◆ What the exercise asks:
Below, locate the line that contains "[locate] the diced red". Repeat exactly from that line to the line that contains "[locate] the diced cucumber", inclusive, leaving out the pictures.

◆ Extracted data:
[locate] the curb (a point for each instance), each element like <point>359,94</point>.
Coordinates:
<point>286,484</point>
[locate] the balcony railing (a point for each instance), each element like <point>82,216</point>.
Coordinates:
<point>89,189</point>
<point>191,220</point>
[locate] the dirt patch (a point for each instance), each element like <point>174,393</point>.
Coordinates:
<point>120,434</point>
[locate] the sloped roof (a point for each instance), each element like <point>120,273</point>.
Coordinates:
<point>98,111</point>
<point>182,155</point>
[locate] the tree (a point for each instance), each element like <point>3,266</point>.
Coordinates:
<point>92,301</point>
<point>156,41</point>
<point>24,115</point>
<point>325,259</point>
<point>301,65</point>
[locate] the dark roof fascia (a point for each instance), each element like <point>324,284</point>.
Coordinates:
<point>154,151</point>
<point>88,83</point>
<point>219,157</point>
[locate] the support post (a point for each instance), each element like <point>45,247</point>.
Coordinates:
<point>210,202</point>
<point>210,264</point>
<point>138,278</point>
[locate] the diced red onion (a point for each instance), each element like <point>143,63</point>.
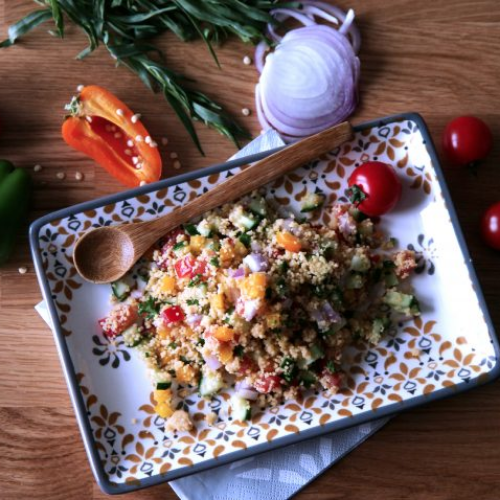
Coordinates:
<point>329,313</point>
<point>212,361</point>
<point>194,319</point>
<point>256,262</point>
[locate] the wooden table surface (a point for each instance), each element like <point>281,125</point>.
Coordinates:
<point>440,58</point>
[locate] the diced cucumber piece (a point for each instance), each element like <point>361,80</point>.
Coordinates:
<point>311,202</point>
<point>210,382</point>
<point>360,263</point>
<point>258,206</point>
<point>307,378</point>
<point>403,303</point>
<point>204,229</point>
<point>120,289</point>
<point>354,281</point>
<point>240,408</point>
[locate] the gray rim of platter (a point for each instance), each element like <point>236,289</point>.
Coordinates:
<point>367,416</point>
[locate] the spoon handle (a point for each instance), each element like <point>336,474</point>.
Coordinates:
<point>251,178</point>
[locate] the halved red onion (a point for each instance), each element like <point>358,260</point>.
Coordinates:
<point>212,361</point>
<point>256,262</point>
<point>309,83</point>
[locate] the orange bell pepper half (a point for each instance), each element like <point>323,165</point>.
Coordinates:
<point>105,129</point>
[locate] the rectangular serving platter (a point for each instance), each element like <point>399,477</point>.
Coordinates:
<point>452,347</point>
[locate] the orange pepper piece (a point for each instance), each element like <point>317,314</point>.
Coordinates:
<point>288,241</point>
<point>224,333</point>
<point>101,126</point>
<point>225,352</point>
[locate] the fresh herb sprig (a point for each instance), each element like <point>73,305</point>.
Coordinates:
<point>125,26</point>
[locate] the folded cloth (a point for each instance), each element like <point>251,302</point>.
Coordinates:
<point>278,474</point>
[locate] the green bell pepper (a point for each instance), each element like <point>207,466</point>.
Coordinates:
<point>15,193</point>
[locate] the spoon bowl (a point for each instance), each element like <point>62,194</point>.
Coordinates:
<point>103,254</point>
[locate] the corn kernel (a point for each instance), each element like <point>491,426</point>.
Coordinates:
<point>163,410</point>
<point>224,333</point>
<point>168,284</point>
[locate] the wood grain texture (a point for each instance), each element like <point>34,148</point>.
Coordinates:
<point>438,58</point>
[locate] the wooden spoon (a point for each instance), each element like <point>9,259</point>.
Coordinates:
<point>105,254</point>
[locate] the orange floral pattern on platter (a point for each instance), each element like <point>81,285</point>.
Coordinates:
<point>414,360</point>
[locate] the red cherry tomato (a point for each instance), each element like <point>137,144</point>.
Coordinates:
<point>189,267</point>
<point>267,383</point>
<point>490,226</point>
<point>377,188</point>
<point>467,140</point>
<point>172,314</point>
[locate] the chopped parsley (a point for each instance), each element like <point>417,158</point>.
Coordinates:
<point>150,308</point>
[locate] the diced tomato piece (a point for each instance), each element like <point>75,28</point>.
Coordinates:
--
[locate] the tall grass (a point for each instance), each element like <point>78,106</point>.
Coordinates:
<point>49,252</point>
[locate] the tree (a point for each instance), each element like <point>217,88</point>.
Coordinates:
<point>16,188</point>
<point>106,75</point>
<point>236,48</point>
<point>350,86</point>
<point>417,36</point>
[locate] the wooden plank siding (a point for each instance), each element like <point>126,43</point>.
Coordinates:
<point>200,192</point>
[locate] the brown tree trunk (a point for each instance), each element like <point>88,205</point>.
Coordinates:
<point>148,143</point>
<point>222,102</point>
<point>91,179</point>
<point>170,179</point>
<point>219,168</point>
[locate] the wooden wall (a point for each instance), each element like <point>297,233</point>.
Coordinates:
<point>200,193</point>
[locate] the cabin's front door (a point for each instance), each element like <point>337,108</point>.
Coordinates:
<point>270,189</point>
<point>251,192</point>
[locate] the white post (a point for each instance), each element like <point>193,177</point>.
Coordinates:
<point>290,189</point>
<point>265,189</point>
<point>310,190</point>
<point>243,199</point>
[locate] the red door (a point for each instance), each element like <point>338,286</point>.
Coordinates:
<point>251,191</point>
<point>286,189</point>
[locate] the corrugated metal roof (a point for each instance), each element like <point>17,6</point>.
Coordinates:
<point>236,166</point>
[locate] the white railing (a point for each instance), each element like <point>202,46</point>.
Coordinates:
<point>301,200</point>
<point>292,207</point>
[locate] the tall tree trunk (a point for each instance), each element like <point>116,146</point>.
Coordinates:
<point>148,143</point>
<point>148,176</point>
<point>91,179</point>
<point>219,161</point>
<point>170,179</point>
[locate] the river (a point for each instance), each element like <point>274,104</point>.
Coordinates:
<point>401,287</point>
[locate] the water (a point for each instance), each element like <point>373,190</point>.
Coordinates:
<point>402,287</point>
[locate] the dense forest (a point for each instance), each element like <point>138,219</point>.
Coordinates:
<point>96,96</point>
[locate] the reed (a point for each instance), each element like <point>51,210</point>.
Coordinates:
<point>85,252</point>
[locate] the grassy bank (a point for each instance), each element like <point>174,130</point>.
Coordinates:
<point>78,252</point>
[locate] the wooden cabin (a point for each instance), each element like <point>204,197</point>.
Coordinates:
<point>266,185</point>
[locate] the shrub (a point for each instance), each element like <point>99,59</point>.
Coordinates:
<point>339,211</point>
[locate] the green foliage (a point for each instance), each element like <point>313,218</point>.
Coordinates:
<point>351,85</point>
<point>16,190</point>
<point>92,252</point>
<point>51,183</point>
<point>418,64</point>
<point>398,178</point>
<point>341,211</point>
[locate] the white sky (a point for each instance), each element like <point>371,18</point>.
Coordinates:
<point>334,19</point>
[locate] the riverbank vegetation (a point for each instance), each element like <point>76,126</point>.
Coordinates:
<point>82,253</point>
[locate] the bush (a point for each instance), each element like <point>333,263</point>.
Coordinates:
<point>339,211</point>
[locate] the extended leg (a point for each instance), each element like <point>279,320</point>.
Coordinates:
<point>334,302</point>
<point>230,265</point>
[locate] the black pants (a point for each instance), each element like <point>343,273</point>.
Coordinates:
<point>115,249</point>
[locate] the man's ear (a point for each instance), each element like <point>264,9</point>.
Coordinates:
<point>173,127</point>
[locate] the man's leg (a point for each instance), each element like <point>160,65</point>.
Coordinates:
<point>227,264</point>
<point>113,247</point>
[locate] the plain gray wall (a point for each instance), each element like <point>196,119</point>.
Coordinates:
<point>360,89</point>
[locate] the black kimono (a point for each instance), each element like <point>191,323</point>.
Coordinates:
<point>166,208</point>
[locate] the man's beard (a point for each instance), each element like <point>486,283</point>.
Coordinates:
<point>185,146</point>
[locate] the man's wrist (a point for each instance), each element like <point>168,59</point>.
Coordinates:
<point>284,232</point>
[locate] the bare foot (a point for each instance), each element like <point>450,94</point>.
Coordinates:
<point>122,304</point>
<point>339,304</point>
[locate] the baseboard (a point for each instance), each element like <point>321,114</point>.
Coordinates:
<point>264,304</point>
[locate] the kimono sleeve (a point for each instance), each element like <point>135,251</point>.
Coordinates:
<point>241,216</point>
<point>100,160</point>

◆ Output:
[locate] the diced red onion (a point for each instance), each element like <point>143,63</point>.
Coordinates:
<point>329,313</point>
<point>212,361</point>
<point>194,319</point>
<point>256,262</point>
[locate] the wooden table surface (a point for each instance), each element like <point>281,125</point>.
Coordinates:
<point>440,58</point>
[locate] the diced cucumber piece (a point for each instance), each element like <point>361,80</point>.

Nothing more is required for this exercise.